──────── Page text ────────

The point is, what this series of posts are about is only one element of site performance which is web site latency and response times as seen by Google and other search engines. In the future, I will use this technical term in these posts. I have to decide – for purposes of rankings – whether to change the names of my posts, the URLS, and all the core meta data to reflect this change or whether I will stay with web site performance as the keyword I want to optimize for. That decision will probably be made based on the keyword search volumes as shown in the Google Adwords Keyword Tool. (Actually I have now changed the keyword I am optimizing for to web site latency as I am testing some theories I have on page optimization in the SERps that has nothing to do with site performance. So it just goes to show…)
Second, as also noted in the third post in this series on web site latency, Google has announced and deployed a new web site performance tool within Google Webmaster Tools, as well as a Firefox/Firebug plugin. So in order to continue to explore the topic of AboutOnlineMatters site latency, I need to cover that tool. But then we get into the whole issue of the core set of site performance tools to use for evaluating site latency issues. We already discussed and showed our results from pingdom’s latency analysis tool, but there are many more, some of them providing similar analysis and, as I was bemused to discover, often providing differing results for the same items.
So what I’ve decided to do is to provide some discussion of web site latency and performance tools and toolbars before we get back to analyzing AboutOnlineMatters, and then I can show how I used the tools to debug my site latency issues.
Here are the tools I plan to cover, and just so you know, I may cover some or all of them in flash/video, which would be a first for this blog. Although I’m not a big video fan (I can take in more info more quickly by reading), I know many people prefer than format so I want to try and accomodate them along with my current readers.

──────── Records ────────

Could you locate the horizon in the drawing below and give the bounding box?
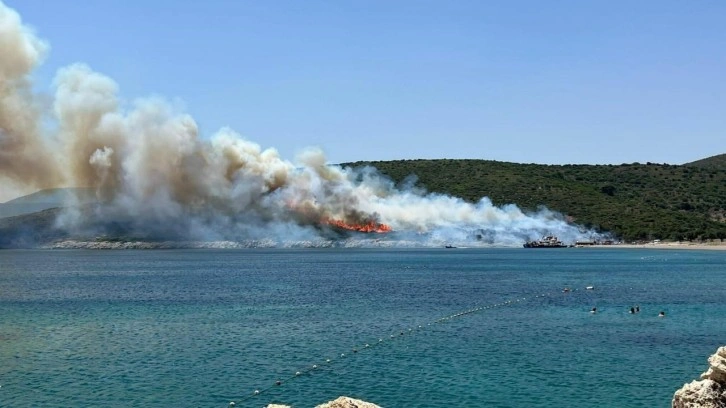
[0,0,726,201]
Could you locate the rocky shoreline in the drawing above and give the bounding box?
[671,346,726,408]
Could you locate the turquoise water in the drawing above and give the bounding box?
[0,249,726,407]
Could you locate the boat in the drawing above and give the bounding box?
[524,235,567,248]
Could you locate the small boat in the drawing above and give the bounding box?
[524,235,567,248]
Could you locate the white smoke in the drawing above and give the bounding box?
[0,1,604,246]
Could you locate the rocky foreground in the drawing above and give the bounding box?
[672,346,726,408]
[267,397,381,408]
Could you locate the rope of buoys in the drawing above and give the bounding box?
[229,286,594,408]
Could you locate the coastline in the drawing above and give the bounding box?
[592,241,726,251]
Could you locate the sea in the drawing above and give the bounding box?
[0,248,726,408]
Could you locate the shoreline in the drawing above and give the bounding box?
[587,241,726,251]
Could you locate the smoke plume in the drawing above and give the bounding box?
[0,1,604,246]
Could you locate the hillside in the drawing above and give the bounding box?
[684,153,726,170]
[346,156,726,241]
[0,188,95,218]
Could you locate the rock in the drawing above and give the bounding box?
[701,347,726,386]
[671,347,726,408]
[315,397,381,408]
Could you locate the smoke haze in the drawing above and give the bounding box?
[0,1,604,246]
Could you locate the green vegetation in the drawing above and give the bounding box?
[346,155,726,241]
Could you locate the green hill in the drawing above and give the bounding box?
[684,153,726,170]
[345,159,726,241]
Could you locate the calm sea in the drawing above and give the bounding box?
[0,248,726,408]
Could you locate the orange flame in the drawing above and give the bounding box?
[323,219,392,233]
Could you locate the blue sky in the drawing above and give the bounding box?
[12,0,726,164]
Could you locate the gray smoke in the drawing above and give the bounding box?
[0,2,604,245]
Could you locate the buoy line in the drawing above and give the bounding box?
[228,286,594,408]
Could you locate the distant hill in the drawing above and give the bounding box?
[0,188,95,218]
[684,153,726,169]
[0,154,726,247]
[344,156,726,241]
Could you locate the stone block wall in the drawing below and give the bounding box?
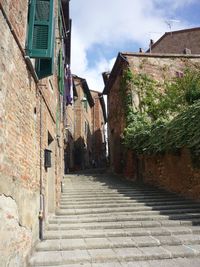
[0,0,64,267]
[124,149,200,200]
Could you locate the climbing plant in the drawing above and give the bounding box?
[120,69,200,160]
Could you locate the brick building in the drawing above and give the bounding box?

────────
──────── Records ────────

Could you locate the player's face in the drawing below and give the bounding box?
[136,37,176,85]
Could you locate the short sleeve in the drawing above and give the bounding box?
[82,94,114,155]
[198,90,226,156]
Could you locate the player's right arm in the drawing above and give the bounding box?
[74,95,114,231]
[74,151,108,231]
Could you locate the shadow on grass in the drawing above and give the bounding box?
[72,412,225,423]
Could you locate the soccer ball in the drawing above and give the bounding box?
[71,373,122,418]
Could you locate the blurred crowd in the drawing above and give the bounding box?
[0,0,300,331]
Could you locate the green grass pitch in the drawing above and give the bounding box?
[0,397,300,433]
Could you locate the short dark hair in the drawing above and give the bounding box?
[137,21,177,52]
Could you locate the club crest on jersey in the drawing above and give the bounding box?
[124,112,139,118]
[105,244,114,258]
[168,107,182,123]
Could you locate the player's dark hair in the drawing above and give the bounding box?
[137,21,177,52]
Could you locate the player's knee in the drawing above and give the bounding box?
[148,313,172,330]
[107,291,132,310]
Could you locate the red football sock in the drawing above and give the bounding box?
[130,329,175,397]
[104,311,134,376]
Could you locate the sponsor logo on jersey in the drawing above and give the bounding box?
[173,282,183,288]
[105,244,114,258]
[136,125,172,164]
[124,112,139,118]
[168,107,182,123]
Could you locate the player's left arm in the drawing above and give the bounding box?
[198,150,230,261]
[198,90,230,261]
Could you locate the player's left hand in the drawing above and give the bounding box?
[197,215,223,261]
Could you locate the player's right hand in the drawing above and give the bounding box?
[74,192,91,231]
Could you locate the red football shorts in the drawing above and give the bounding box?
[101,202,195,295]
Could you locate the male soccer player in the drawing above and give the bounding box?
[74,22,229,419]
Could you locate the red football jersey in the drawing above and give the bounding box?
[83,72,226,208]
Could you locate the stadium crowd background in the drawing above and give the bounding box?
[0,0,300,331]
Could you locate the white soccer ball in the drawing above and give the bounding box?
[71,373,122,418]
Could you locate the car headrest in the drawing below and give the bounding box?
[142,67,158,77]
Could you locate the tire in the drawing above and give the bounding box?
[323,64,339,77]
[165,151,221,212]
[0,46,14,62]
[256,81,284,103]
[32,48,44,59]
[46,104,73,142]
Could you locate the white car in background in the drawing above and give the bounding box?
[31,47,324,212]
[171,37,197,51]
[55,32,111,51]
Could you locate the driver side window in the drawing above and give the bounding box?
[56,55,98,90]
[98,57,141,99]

────────

#### [Problems to work on]
A) Translate this sentence from the web site latency post into Spanish: "In the future, I will use this technical term in these posts."
B) In the web site latency post, where did Google deploy its new web site performance tool?
The data stands apart from the text on web site latency and is not part of it.

#### [Solution list]
A) En el futuro, usaré este término técnico en estas publicaciones.

B) Within Google Webmaster Tools, along with a Firefox/Firebug plugin.